→ **Data in this exercise**:
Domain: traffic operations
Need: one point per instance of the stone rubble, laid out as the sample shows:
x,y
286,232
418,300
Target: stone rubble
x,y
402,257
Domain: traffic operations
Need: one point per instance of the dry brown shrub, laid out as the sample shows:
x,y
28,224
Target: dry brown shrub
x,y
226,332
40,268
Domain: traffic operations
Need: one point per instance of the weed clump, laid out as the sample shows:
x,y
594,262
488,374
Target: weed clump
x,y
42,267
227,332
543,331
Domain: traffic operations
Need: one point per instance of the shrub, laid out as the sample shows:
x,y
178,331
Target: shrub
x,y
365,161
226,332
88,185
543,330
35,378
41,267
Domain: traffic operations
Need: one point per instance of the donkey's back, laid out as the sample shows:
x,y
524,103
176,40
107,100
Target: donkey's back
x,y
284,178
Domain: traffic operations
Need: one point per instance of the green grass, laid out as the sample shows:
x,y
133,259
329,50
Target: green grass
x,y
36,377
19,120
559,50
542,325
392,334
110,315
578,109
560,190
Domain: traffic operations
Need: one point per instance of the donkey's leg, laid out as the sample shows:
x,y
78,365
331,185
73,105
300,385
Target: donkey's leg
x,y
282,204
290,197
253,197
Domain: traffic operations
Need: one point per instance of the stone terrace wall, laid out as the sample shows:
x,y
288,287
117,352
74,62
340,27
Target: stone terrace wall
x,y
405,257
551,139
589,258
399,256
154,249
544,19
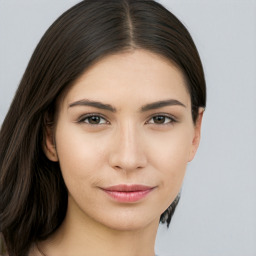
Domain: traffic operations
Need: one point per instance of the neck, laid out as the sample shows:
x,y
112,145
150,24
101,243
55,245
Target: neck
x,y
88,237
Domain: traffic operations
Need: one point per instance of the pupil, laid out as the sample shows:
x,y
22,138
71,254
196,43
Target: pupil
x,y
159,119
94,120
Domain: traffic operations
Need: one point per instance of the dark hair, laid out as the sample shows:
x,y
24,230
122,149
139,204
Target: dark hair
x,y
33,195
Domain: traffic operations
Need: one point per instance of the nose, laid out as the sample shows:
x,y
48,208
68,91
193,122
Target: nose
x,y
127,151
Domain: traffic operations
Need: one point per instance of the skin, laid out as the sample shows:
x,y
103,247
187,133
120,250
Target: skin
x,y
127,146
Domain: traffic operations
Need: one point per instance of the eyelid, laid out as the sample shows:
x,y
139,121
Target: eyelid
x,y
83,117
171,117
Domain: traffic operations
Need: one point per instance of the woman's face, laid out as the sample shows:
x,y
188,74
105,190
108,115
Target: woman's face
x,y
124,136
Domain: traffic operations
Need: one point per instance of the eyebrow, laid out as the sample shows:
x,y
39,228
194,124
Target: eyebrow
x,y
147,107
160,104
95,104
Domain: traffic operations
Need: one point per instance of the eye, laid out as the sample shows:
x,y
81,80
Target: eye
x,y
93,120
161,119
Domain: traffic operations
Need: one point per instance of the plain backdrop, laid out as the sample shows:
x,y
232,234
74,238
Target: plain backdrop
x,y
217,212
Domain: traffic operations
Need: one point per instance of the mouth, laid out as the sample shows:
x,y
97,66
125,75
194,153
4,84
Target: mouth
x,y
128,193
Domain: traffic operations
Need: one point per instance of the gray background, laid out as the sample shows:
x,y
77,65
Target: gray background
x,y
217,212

→ **Problem description**:
Leave the images out and output the remaining material exactly as it stands.

→ **Exercise answer**:
Domain: traffic operations
Need: one point per instance of the stone rubble, laid out as the sample shows:
x,y
286,232
418,300
Target: stone rubble
x,y
402,257
Domain: traffic operations
Need: one point per instance of the dry brown shrub, laid out as the sample shows:
x,y
28,224
Target: dry brown shrub
x,y
226,332
40,268
Domain: traffic operations
Need: one point per instance of the weed clump, laid out as the sample shows:
x,y
594,262
488,374
Target: weed clump
x,y
42,267
227,332
543,331
Domain: traffic operations
Need: one point per instance of the shrub, laid out as the sample shows:
x,y
178,331
Target: shrub
x,y
365,161
226,332
88,185
543,330
35,378
41,267
Domain: traffic operations
Need: one point per instance of the donkey's back, laid out as the sample shows:
x,y
524,103
176,40
107,100
Target: donkey's back
x,y
284,178
Domain: traffic operations
Need: one point per instance of the green grass, laid out as the sample shows:
x,y
133,259
329,50
Target: green grass
x,y
36,377
19,120
559,50
542,325
392,334
110,315
578,109
560,190
Domain: traffic operations
Need: one point per instance of the donkey's leg, laid out as the sample shows:
x,y
78,365
331,185
73,105
300,385
Target: donkey's leg
x,y
282,204
290,197
253,197
Domain: traffic operations
Need: one point per instance of the stone terrace wall, laid out as the sample shows:
x,y
288,287
117,352
74,62
340,27
Target: stone terrace wall
x,y
405,257
551,139
589,258
399,256
154,249
544,19
Domain: traffic operations
Need: one point per instance of the neck, laid out as the sample shows:
x,y
112,145
150,24
101,243
55,245
Target: neck
x,y
88,237
Domain: traffic operations
Need: one point per instance of the pupil, laid out as the sample shows:
x,y
22,138
71,254
196,43
Target: pupil
x,y
159,119
94,120
Domain: traffic operations
Need: one point per instance of the dark hair, laid out as the sample shows:
x,y
24,230
122,149
139,204
Target: dark hair
x,y
33,195
Domain: traffic operations
Need: one point per instance of the nose, laid out as the sample shows:
x,y
48,208
68,91
193,122
Target: nose
x,y
127,151
Domain: traffic operations
Need: one point per instance of the skin, laid out as the sample shows:
x,y
103,247
187,133
120,250
Target: skin
x,y
127,146
Domain: traffic operations
Need: one point per instance of the eyelid, laid out as the sample shows:
x,y
139,121
Target: eyelid
x,y
83,117
171,117
Domain: traffic operations
Need: one point per instance of the woman's face, laid out as the sample shows:
x,y
188,74
105,190
108,115
Target: woman's face
x,y
124,136
Domain: traffic operations
Need: one point per instance of the eyebrow, laid out as the sample shows:
x,y
39,228
194,124
Target: eyebrow
x,y
147,107
160,104
95,104
Domain: traffic operations
Need: one point per instance of the eye, laid out as the sample shows:
x,y
81,80
Target: eye
x,y
93,120
161,119
Domain: traffic operations
Need: one point per instance of the plain backdrop, laid out as the sample shows:
x,y
232,234
74,238
Target: plain backdrop
x,y
217,212
Domain: traffic operations
Need: one point per instance of the mouth, laid out as the sample shows:
x,y
97,66
125,75
194,153
4,84
Target: mouth
x,y
128,193
Domain: traffic operations
Need: one point per instance of the gray background, laid out as the sample shows:
x,y
77,65
Target: gray background
x,y
217,212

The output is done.